§ Records provided:
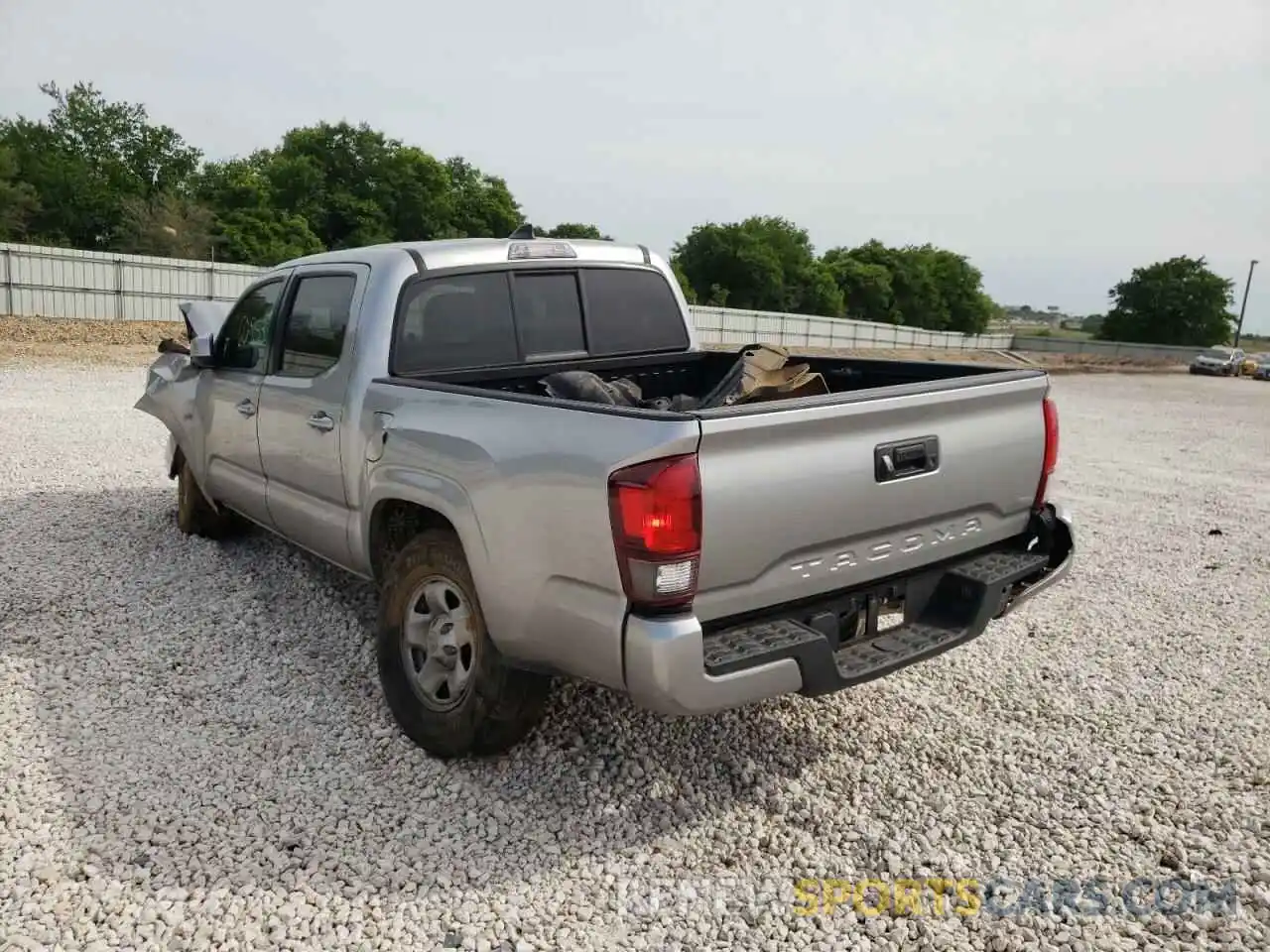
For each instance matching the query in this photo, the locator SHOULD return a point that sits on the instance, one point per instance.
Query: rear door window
(314, 335)
(456, 322)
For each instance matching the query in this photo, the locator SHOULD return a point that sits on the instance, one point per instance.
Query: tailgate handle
(906, 457)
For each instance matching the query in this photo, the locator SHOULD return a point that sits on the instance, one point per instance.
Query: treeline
(102, 176)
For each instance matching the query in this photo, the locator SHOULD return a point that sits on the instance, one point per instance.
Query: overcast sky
(1057, 143)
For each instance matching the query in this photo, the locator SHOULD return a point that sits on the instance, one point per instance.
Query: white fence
(58, 282)
(1105, 348)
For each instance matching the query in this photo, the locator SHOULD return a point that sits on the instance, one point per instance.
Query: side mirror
(202, 353)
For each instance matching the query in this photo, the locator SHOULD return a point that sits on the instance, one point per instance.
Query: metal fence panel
(60, 282)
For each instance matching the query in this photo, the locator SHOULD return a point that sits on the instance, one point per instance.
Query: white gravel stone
(195, 756)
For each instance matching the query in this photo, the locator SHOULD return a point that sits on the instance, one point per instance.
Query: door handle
(321, 421)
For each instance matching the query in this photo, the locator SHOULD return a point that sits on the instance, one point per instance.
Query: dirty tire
(499, 706)
(194, 515)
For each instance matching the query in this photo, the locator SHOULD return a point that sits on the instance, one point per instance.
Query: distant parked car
(1251, 362)
(1220, 361)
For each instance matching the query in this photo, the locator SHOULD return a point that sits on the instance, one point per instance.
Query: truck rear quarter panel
(526, 488)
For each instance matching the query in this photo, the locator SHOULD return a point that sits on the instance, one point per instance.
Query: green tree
(689, 294)
(919, 286)
(865, 286)
(168, 226)
(250, 227)
(481, 206)
(1179, 301)
(87, 160)
(763, 263)
(18, 199)
(574, 230)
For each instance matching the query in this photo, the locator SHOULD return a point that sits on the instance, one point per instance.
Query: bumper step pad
(965, 598)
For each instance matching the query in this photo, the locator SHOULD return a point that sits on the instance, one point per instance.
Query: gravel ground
(194, 754)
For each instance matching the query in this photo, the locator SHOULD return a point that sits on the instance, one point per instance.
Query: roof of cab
(462, 253)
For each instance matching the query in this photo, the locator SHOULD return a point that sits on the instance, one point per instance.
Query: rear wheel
(444, 682)
(194, 515)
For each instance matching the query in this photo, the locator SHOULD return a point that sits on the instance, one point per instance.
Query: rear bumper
(675, 667)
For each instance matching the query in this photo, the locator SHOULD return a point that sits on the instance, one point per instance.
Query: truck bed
(794, 502)
(698, 372)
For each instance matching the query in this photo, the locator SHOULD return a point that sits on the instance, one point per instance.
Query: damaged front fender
(172, 398)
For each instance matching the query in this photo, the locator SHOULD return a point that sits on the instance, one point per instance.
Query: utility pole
(1238, 329)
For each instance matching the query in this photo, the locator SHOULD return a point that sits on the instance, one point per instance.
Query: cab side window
(243, 343)
(314, 336)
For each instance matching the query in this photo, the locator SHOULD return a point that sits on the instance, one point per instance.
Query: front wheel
(194, 515)
(444, 682)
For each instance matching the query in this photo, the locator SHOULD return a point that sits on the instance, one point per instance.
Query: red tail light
(654, 509)
(1051, 463)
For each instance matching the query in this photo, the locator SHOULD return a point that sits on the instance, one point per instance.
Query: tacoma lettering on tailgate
(879, 551)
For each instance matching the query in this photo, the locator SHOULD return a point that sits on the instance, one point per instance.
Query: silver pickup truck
(384, 409)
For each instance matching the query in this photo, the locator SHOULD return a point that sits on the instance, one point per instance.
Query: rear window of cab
(499, 317)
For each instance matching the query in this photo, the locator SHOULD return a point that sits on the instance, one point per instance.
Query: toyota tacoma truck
(384, 409)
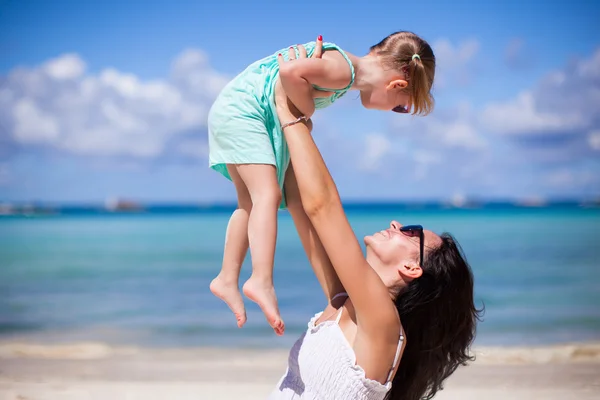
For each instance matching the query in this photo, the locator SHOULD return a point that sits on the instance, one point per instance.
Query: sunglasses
(414, 231)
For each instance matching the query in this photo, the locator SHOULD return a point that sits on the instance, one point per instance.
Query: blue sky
(109, 99)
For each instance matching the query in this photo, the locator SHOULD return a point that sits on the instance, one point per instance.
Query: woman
(398, 322)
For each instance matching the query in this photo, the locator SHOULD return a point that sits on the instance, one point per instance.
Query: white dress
(322, 365)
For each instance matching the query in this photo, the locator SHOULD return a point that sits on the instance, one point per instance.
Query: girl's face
(387, 96)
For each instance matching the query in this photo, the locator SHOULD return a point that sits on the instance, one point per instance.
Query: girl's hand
(281, 99)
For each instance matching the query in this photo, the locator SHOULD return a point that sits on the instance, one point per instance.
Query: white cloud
(566, 178)
(68, 66)
(520, 116)
(58, 104)
(455, 128)
(517, 55)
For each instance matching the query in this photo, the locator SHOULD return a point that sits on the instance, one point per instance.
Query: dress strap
(397, 357)
(337, 319)
(333, 46)
(341, 294)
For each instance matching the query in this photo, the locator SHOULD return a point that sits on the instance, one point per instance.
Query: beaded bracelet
(301, 118)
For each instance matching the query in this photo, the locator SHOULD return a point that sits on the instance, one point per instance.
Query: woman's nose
(395, 225)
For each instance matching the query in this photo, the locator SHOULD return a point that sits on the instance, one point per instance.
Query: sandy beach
(98, 371)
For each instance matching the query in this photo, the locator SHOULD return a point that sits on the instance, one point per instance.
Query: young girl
(247, 146)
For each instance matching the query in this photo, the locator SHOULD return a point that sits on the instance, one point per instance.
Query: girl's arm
(374, 309)
(317, 256)
(331, 71)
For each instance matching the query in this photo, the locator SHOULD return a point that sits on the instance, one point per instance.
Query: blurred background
(113, 225)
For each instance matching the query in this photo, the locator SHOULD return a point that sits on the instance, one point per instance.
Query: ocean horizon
(140, 276)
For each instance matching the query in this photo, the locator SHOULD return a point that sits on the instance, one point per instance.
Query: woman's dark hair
(438, 315)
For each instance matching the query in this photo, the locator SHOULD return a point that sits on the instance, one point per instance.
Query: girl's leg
(261, 181)
(226, 285)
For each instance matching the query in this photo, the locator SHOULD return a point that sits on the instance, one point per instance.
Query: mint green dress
(243, 127)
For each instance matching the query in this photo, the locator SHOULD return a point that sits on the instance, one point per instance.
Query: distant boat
(117, 205)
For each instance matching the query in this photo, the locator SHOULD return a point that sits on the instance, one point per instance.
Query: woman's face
(394, 255)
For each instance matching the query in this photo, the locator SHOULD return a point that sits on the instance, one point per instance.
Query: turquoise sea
(142, 278)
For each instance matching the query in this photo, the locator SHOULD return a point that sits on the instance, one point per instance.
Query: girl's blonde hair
(407, 52)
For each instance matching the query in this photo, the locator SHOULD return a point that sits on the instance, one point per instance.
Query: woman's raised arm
(323, 206)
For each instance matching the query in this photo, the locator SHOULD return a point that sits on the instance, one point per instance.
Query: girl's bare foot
(263, 293)
(229, 292)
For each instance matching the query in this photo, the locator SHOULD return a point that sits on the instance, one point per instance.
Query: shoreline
(93, 370)
(575, 352)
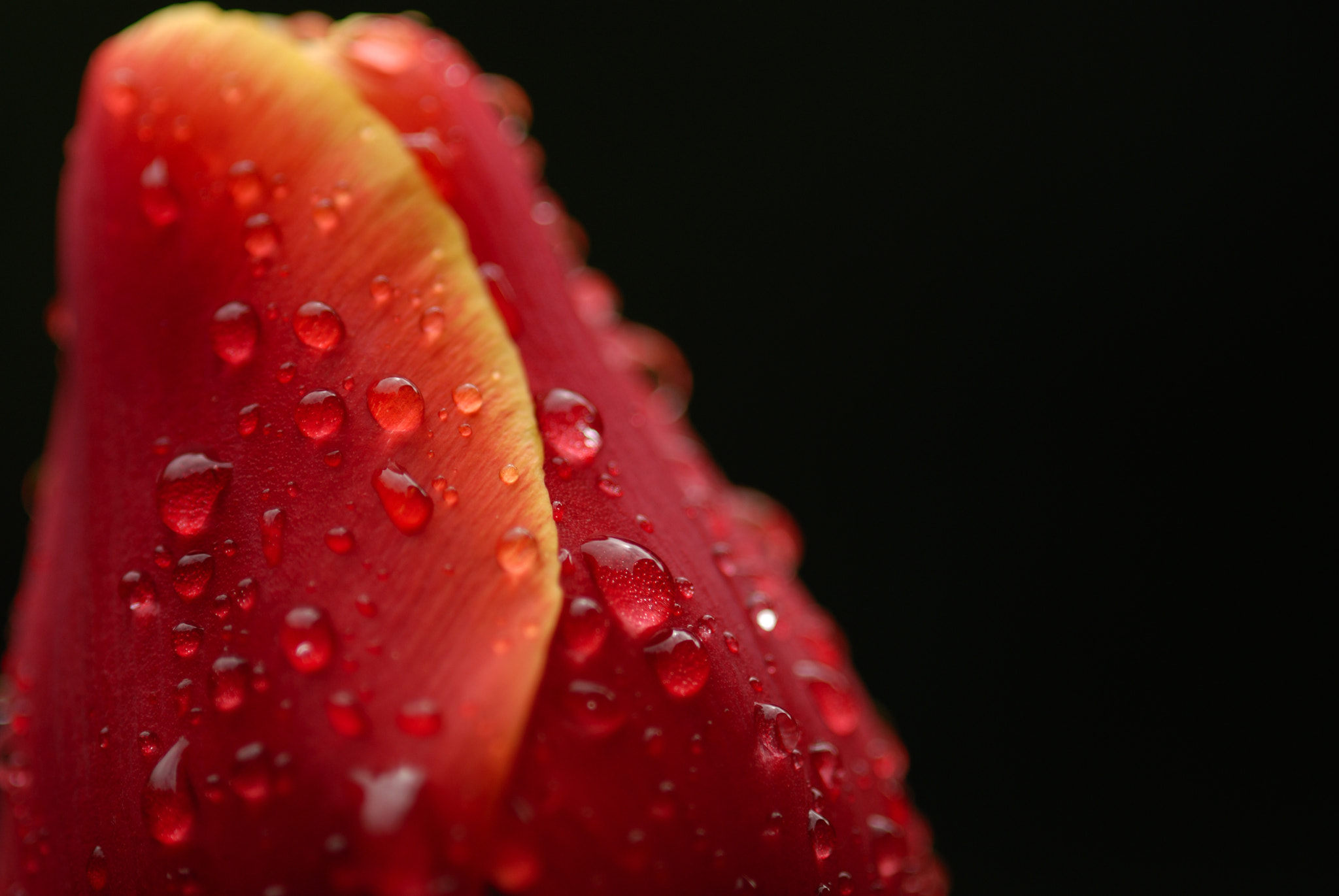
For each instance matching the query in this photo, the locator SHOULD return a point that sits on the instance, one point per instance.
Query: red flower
(373, 552)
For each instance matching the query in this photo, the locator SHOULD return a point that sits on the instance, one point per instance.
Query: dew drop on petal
(189, 489)
(679, 661)
(166, 803)
(319, 414)
(571, 426)
(318, 326)
(396, 405)
(309, 639)
(403, 500)
(233, 331)
(632, 582)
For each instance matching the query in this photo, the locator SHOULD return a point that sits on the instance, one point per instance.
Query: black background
(1019, 311)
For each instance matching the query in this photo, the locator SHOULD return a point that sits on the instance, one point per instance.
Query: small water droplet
(309, 639)
(396, 405)
(228, 681)
(594, 709)
(339, 540)
(571, 426)
(318, 326)
(272, 535)
(245, 185)
(168, 804)
(251, 776)
(467, 398)
(189, 489)
(517, 551)
(233, 333)
(584, 627)
(97, 870)
(405, 500)
(260, 239)
(156, 197)
(185, 639)
(137, 591)
(420, 718)
(346, 714)
(777, 730)
(681, 662)
(193, 575)
(632, 580)
(319, 414)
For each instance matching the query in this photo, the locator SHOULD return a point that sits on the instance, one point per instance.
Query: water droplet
(632, 580)
(833, 695)
(251, 776)
(339, 540)
(185, 639)
(189, 489)
(149, 746)
(433, 322)
(245, 185)
(396, 405)
(583, 629)
(517, 551)
(319, 414)
(821, 836)
(405, 500)
(309, 639)
(421, 718)
(467, 398)
(318, 326)
(97, 870)
(233, 331)
(137, 591)
(228, 681)
(777, 731)
(571, 426)
(346, 714)
(594, 709)
(156, 197)
(260, 239)
(272, 535)
(166, 803)
(193, 575)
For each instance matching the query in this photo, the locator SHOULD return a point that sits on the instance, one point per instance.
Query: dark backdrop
(1019, 312)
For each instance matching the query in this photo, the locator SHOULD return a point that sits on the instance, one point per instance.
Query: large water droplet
(168, 803)
(777, 731)
(405, 500)
(318, 326)
(681, 662)
(584, 627)
(571, 426)
(632, 580)
(594, 709)
(309, 639)
(193, 574)
(228, 680)
(156, 197)
(396, 405)
(233, 333)
(319, 414)
(272, 535)
(420, 718)
(833, 695)
(821, 836)
(189, 489)
(137, 591)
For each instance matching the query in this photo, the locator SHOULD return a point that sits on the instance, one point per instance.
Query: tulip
(373, 552)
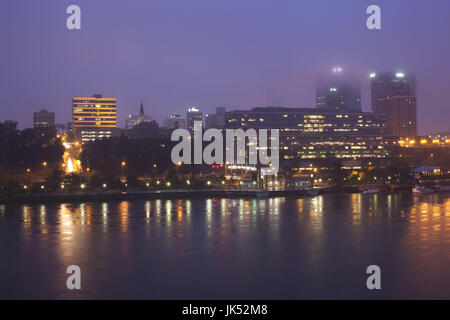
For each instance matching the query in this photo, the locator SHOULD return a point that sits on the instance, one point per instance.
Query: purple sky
(208, 53)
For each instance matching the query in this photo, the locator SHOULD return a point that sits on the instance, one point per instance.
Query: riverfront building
(394, 95)
(94, 117)
(339, 90)
(311, 133)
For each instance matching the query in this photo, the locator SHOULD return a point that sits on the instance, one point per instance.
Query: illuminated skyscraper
(339, 90)
(193, 114)
(44, 122)
(94, 117)
(394, 94)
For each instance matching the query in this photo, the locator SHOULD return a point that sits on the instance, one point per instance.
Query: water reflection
(304, 237)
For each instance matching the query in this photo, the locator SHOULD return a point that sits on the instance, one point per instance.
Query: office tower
(312, 133)
(217, 120)
(134, 120)
(94, 117)
(339, 90)
(193, 115)
(175, 121)
(394, 94)
(44, 120)
(401, 116)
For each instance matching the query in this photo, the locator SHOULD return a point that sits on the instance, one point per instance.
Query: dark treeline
(27, 149)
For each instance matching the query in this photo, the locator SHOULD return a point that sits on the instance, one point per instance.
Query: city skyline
(274, 62)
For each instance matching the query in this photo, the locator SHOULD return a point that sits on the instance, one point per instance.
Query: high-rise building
(193, 115)
(339, 90)
(401, 116)
(94, 117)
(394, 94)
(134, 120)
(44, 120)
(311, 133)
(217, 120)
(175, 121)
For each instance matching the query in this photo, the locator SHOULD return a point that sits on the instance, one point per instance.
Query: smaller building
(44, 122)
(217, 120)
(144, 130)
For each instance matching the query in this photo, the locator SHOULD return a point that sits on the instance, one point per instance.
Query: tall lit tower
(94, 117)
(339, 90)
(394, 94)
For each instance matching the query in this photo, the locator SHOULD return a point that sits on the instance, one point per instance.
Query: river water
(281, 248)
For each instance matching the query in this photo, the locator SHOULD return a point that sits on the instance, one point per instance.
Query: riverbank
(165, 194)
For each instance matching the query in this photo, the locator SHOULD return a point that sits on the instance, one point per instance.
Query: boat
(312, 192)
(262, 194)
(442, 188)
(422, 190)
(371, 191)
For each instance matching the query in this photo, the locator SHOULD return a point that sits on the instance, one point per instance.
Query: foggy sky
(209, 53)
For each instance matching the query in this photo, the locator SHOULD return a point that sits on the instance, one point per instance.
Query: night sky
(209, 53)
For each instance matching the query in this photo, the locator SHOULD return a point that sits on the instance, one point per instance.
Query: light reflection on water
(312, 247)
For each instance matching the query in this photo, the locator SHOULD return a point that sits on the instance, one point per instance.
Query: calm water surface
(282, 248)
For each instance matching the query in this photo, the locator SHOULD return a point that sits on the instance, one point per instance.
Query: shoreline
(169, 194)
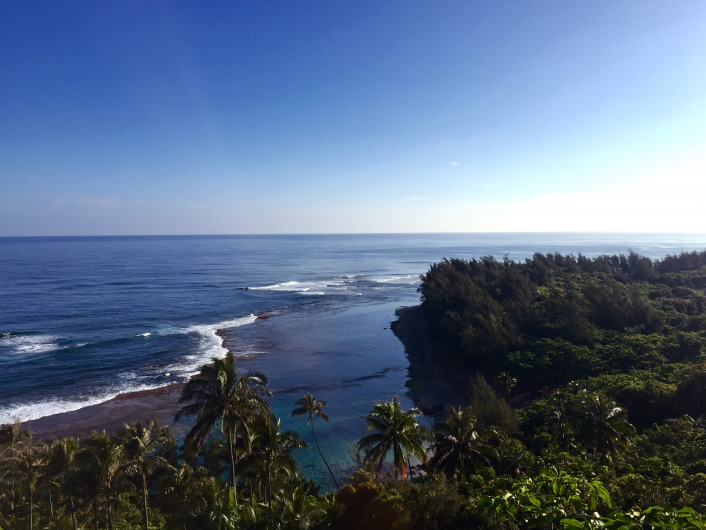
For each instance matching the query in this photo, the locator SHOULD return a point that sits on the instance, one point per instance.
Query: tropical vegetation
(594, 419)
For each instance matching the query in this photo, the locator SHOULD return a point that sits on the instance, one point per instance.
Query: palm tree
(62, 463)
(559, 417)
(397, 431)
(603, 424)
(140, 445)
(30, 463)
(311, 406)
(12, 437)
(218, 396)
(505, 383)
(458, 441)
(272, 449)
(105, 454)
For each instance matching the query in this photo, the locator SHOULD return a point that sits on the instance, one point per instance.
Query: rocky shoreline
(434, 382)
(112, 414)
(435, 378)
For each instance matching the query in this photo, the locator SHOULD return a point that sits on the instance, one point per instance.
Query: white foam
(49, 407)
(24, 344)
(318, 288)
(292, 286)
(394, 279)
(211, 344)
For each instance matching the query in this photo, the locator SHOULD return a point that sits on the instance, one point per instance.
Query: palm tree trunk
(232, 466)
(144, 498)
(110, 510)
(73, 511)
(269, 495)
(322, 455)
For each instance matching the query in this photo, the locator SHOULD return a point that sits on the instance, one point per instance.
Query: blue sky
(410, 116)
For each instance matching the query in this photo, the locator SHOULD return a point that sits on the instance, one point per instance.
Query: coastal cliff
(436, 378)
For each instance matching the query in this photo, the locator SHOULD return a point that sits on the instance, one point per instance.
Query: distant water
(83, 319)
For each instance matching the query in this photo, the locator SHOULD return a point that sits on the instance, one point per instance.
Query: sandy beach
(434, 382)
(111, 415)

§ To do: Write out every line, unchanged, from the one containing "Query: distant water" through the closing line of the data.

§ Expected answer:
Query: distant water
(83, 319)
For each instance matching the query in this photo, the locator SHOULD return a point that sits on the instance, one point per instance.
Query: sandy beach
(434, 382)
(111, 415)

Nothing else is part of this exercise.